== REQUIRED TASK 1 ==
In the forum thread about the Monarchy Mobb 2, which mod did Rob Fisher finally get his Mobb V2 working on after seeing "Check Atomiser" on others?

== PAGE ==
>> begin

# Monarchy Mobb 2



## Rob Fisher (29/6/22)

Another high-end bridge hitting the scene shortly! And that is the Monarchy Mobb 2. Should be leaving Poland in the next few days!

Reactions: Like 1 | Winner 3


----------



## BigGuy (14/7/22)

I have yours @Rob Fisher And it is a winner winner

Reactions: Like 1 | Winner 4


----------



## Rob Fisher (16/7/22)

It has arrived! Well, it arrived earlier on in the week and I just got back from JHB today! Mobb V2! Will build it tomorrow!

Reactions: Like 1 | Winner 2


----------



## Rob Fisher (17/7/22)

Today it will be build day for the Gold Mobb Mini, Titanium Mobb Mini and the Mobb V2!

Reactions: Like 1 | Winner 1


----------



## Rob Fisher (17/7/22)

Mobb V2 done! 3mm "The One" coil from @charln and some help from @BigGuy and the Mobb V2 is awesome! Decent airflow and great flavour!

Reactions: Agree 1 | Winner 2


----------



## Rob Fisher (6/9/22)

Thanks @BigGuy for helping me with my Mobb V2. It wouldn't work on my Futon Ohm Tab nor another mod I use when building and I kept getting "Check Atomiser". Popped it on the Stratum V10 and bingo! So the Mobb V2 is sorted and inside a Snail Tank inside the Stubby! Very nice vape!

Reactions: Winner 2


----------



## BigGuy (7/9/22)

Rob Fisher said:


> Thanks @BigGuy for helping me with my Mobb V2. It wouldn't work on my Futon Ohm Tab nor another mod I use when building and I kept getting "Check Atomiser". Popped it on the Stratum V10 and bingo! So the Mobb V2 is sorted and inside a Snail Tank inside the Stubby! Very nice vape!
> View attachment 262252
> View attachment 262253


Pleasure dad, i had the same issue on my tabs but put it on my trusty Stratums and all was well.

Reactions: Thanks 1


----------



## Halfdaft (7/9/22)

BigGuy said:


> Pleasure dad, i had the same issue on my tabs but put it on my trusty Stratums and all was well.


Dad??? That's a twist no one saw coming...

Jokes aside, I've had the same issue with my two tabs, though I've been able to pulse 'n pinch on my vaporesso gen without issue, I think the issue may be the depth of the start of the threads on the tabs as they seem to be slightly deeper than those on majority of regulated mods


----------



## Halfdaft (21/9/22)

I was losing interest in the Mobb 2 over the past couple weeks because it was leaking like crazy and the flavor output wasn't worth the hassle. But I decided to give it one last chance before relegating it to _The Pit_ (my desk drawer that holds all my unused HE gear) - I had a 3mm ID X-Low from Steamcraft (@charln) that I thought would be the best chance at redeeming it and... I haven't been able to put it down, it's a really excellent vape, haven't had any serious leaks and the flavor has been pretty consistent, save for a bit of drop-off in clarity of flavor now after a few days (+- 40ml) of use with a fairly heavy desert juice. I'm going to rewick and see if I can replicate this.

>> end

== RECORD SET ==
>> begin

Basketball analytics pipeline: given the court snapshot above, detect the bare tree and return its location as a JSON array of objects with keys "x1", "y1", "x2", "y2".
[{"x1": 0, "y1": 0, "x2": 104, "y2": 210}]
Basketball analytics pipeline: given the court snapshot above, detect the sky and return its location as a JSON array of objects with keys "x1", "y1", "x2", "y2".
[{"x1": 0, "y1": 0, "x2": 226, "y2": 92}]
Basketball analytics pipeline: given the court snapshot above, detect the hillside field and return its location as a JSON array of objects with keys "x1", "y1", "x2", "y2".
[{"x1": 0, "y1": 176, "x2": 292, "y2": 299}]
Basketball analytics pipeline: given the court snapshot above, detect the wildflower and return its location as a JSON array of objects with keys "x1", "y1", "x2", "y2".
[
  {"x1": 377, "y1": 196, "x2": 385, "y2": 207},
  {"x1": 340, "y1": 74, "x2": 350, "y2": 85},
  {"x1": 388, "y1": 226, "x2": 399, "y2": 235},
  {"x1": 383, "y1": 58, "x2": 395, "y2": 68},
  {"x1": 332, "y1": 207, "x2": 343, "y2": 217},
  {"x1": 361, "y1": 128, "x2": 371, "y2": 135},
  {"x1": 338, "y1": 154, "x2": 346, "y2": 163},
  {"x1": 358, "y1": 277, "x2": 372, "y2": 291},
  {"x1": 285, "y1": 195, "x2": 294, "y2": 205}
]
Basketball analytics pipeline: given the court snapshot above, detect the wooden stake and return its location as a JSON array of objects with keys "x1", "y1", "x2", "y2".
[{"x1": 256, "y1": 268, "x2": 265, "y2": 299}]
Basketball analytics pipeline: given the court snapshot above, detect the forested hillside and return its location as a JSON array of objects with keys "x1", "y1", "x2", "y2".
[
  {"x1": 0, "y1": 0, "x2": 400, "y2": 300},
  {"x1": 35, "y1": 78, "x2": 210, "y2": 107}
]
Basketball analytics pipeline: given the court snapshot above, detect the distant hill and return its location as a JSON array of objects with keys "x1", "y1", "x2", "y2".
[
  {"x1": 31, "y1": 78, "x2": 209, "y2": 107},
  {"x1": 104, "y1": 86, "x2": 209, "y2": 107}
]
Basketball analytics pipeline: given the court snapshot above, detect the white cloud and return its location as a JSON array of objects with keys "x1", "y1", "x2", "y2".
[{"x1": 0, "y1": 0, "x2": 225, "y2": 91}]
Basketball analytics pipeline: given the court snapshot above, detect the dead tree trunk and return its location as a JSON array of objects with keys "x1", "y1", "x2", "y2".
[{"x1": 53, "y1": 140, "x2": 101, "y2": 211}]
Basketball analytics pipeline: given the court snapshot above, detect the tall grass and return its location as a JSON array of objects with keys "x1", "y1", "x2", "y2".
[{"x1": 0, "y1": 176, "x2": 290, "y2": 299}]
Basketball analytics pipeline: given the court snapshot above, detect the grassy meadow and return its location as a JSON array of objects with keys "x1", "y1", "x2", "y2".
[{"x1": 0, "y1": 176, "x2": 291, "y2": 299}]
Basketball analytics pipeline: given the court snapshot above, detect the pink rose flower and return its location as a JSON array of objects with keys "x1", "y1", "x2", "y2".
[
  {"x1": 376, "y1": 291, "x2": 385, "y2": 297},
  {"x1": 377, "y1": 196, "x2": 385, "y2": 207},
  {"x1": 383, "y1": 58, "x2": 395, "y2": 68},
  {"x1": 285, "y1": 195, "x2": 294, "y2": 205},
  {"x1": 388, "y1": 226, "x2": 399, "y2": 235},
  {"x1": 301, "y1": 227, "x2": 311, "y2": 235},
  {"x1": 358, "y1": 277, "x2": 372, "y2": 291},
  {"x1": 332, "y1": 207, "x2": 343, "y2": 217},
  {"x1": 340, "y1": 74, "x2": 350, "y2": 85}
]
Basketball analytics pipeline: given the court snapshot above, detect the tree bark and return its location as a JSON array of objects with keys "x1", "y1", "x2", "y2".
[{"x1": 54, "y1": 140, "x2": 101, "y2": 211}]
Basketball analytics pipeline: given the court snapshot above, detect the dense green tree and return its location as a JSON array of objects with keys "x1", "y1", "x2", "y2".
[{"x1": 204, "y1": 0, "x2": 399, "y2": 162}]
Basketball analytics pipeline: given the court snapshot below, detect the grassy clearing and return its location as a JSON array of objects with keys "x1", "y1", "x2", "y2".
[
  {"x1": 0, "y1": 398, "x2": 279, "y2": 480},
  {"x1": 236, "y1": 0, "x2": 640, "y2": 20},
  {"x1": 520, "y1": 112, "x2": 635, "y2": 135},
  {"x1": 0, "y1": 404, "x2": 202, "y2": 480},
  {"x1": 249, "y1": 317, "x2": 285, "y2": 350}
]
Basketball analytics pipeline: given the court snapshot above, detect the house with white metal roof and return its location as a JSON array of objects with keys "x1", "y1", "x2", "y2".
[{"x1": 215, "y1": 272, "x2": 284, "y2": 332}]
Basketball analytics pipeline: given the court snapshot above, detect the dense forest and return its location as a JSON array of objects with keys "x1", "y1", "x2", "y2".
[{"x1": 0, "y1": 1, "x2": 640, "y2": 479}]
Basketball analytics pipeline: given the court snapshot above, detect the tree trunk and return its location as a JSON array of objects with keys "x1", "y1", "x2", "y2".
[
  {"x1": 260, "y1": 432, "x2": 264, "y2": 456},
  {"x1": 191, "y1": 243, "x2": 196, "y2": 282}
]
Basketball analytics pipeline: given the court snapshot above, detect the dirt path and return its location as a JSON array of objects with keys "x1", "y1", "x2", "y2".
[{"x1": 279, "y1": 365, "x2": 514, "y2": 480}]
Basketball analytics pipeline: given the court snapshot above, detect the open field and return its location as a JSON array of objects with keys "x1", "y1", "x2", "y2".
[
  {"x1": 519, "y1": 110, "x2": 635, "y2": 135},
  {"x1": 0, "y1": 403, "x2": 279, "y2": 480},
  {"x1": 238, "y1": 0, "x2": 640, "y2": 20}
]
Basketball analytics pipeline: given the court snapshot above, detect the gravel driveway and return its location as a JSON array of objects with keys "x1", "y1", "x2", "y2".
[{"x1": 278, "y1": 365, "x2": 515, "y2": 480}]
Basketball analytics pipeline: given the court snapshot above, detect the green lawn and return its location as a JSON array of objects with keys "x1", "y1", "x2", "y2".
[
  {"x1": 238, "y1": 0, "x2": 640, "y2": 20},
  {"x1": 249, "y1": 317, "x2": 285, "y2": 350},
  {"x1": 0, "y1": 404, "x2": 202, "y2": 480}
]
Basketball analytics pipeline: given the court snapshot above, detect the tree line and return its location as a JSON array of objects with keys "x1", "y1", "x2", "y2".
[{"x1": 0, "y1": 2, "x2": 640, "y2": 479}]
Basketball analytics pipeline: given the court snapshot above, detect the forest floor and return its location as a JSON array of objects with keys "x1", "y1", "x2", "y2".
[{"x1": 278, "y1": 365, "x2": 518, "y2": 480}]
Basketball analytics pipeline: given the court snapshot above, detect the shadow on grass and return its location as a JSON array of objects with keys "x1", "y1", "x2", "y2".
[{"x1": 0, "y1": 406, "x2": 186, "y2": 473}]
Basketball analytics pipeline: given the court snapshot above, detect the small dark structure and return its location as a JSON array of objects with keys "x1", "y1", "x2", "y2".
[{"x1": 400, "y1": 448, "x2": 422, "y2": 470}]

>> end

== REQUIRED TASK 2 ==
Tally the lines of the records that contain the string "trunk", treating case as significant, and give only the number.

== COMPLETE ANSWER 1 ==
The Stratum V10.

== COMPLETE ANSWER 2 ==
2